DIRECTIONS =
Swap "pins a marker" for "places a pin" throughout the rows below, leaving everything else unchanged.

Location identification items =
'''
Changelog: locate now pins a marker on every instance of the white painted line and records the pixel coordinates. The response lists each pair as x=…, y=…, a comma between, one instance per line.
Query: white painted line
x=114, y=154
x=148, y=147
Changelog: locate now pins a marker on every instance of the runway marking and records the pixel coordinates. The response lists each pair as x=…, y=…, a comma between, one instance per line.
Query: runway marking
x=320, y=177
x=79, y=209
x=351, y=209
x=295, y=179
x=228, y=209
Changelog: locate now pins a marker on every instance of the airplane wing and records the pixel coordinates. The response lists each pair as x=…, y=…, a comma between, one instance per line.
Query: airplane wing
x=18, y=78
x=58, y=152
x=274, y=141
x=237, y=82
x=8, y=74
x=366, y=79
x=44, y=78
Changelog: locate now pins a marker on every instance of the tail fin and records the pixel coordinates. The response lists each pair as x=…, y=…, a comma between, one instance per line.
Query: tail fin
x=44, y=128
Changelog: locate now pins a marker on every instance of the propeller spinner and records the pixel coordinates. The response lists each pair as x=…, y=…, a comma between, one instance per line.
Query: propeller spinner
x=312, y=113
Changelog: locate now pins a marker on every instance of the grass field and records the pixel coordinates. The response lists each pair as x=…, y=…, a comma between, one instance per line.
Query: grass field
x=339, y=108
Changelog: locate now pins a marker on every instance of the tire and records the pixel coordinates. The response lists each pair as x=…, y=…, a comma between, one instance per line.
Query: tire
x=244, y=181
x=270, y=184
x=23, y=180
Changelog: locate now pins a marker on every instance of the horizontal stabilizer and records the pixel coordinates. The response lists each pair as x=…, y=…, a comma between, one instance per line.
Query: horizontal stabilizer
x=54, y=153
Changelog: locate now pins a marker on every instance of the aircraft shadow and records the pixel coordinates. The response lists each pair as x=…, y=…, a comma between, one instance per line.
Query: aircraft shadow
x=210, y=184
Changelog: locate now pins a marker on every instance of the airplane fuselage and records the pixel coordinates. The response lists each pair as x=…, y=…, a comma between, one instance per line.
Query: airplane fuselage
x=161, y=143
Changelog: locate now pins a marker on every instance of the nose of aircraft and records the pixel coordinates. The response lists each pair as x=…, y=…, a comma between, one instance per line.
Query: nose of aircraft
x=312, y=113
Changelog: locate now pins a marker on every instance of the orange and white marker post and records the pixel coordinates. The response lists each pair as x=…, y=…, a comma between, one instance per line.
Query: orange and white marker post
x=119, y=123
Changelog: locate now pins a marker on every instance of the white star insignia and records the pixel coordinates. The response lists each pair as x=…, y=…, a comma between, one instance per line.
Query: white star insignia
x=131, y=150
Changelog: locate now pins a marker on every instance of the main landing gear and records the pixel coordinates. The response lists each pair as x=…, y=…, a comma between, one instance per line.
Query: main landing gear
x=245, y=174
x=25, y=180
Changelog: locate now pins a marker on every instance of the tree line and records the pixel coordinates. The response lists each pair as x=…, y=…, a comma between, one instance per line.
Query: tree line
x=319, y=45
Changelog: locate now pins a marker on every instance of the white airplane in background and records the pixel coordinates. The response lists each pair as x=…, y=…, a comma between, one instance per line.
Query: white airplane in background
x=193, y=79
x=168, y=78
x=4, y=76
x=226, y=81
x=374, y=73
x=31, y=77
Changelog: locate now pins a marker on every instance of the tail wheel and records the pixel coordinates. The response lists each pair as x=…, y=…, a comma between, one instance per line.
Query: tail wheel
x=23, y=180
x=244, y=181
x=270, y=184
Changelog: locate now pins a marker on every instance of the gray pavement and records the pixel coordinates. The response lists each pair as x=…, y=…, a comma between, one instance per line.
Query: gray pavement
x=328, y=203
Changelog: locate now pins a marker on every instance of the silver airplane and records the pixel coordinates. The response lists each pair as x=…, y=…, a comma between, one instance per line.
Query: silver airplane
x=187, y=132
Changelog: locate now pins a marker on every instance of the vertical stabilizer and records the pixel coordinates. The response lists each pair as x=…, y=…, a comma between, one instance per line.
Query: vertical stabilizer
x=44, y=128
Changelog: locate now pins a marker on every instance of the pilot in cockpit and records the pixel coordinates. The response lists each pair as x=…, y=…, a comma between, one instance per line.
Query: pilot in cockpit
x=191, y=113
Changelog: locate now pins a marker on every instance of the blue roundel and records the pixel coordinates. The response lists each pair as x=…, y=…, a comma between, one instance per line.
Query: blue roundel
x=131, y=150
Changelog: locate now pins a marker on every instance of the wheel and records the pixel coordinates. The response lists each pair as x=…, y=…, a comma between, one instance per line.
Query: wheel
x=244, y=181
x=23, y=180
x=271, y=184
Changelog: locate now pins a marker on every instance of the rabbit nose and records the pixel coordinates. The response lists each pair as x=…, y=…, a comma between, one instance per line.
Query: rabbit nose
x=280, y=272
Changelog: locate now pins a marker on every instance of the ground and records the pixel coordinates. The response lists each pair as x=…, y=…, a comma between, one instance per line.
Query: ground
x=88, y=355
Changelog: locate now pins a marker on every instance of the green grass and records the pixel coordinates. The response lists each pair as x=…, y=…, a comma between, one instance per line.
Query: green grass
'''
FINISHED ANSWER =
Changelog: locate now places a pin on every instance of the white painted line and records the pixel coordinates. The response lists each pair as x=…, y=…, a comma between, one instance per line.
Query: white painted line
x=114, y=154
x=148, y=147
Changelog: locate now places a pin on every instance of the runway marking and records the pixel coordinates. The response lists each pair as x=…, y=…, a comma between, one instance per line.
Query: runway marking
x=320, y=177
x=79, y=209
x=351, y=209
x=295, y=179
x=228, y=209
Changelog: locate now places a pin on every instance of the airplane wing and records the pixel coordinates. The response lists each pair as x=…, y=…, a comma between, one instance per line.
Query: airplane wing
x=18, y=78
x=58, y=152
x=274, y=141
x=237, y=82
x=8, y=74
x=366, y=79
x=44, y=78
Changelog: locate now places a pin on every instance of the tail fin and records the pixel coordinates. The response lists each pair as x=…, y=…, a comma between, one instance per line.
Query: tail fin
x=44, y=128
Changelog: locate now places a pin on every instance of the propeller spinner and records the pixel coordinates. The response lists each pair as x=…, y=…, a comma between, one instance per line.
Query: propeller spinner
x=312, y=113
Changelog: locate now places a pin on every instance of the grass field and records the pixel coordinates. The response lists each pair as x=…, y=…, a comma between, one instance per line.
Query: grass field
x=339, y=108
Changelog: locate now places a pin on every instance of the tire and records the pixel coordinates. The response lists each pair as x=…, y=…, a comma between, one instance per line.
Query: tire
x=244, y=181
x=270, y=184
x=23, y=180
Changelog: locate now places a pin on every instance of the horizontal stabilizer and records the pixel coordinates. The response lists each pair as x=…, y=…, a comma between, one instance per line.
Query: horizontal stabilizer
x=54, y=153
Changelog: locate now places a pin on every instance of the aircraft shadow and records the pixel coordinates. The response lists each pair as x=…, y=…, a comma between, one instance per line.
Query: aircraft shadow
x=210, y=184
Changelog: locate now places a pin on every instance of the airplane fuselage and records the pixel coordinates. The response lists each pair as x=…, y=…, a comma between, one instance per line.
Query: airplane fuselage
x=161, y=143
Changelog: locate now places a pin on every instance of the nose of aircraft and records the pixel coordinates. The response lists each pair as x=…, y=…, a comma between, one instance per line.
Query: nose of aircraft
x=312, y=113
Changelog: locate now places a pin on every instance of the orange and white marker post and records the pixel coordinates. The response lists each pair as x=…, y=…, a comma between, one instance per line.
Query: orange and white marker post
x=119, y=123
Changelog: locate now places a pin on every instance of the white star insignia and records the pixel coordinates. The response lists each pair as x=…, y=…, a comma between, one instance per line.
Query: white star insignia
x=131, y=150
Changelog: locate now places a pin on every instance of the main landing gear and records the pixel coordinates. The response lists each pair as x=…, y=…, a comma between, one instance per line.
Query: main landing gear
x=245, y=174
x=25, y=180
Changelog: locate now places a pin on every instance of the tree line and records the pixel coordinates. The response lists each pair as x=…, y=…, a comma between, one instance per line.
Query: tree line
x=319, y=45
Changelog: locate now places a pin on every instance of the white airplane in background and records the pixel coordinates. The response lists each pair as x=…, y=…, a comma between, one instance per line.
Query: white airplane in background
x=193, y=79
x=168, y=78
x=4, y=76
x=226, y=81
x=374, y=73
x=31, y=77
Changelog: locate now places a pin on every instance of the tail wheel and records the pixel coordinates. The response lists each pair as x=…, y=…, a comma between, one instance per line.
Query: tail wheel
x=23, y=180
x=244, y=181
x=270, y=184
Changelog: locate now places a pin on every instance of the gray pavement and records the pixel coordinates. The response lists each pair as x=…, y=…, a comma between, one instance per line.
Query: gray pavement
x=328, y=203
Changelog: locate now places a pin on every instance of the silver airplane and records the pixel coordinates. The response lists each pair as x=…, y=…, a comma between, one instance per line.
Query: silver airplane
x=187, y=132
Changelog: locate now places a pin on every instance of the vertical stabilizer and records the pixel coordinates. The response lists each pair as x=…, y=…, a comma between, one instance per line.
Query: vertical stabilizer
x=44, y=128
Changelog: locate now places a pin on every instance of the pilot in cockpit and records the pixel coordinates. The response lists each pair as x=…, y=…, a comma between, one instance per line.
Query: pilot in cockpit
x=191, y=113
Changelog: locate now places a pin on every instance of the blue roundel and records the pixel coordinates. The response lists each pair as x=…, y=…, a comma between, one instance per line.
Query: blue roundel
x=131, y=150
Changelog: locate now places a pin on every instance of the wheel and records the pixel coordinates. The response lists each pair as x=…, y=…, a comma between, one instance per line.
Query: wheel
x=244, y=181
x=23, y=180
x=271, y=184
Changelog: locate now places a pin on every instance of the rabbit nose and records the pixel coordinates. The response lists each pair as x=…, y=…, a comma between, one instance per line.
Query: rabbit nose
x=280, y=272
Changelog: locate now places a pin on every instance of the ground and records the pixel coordinates. The response lists each pair as x=…, y=…, a comma between, one instance per line.
Query: ground
x=88, y=355
Changelog: locate now places a pin on every instance of the green grass and records the pixel coordinates. The response lists each pair as x=…, y=…, a comma between, one instance per line.
Query: green grass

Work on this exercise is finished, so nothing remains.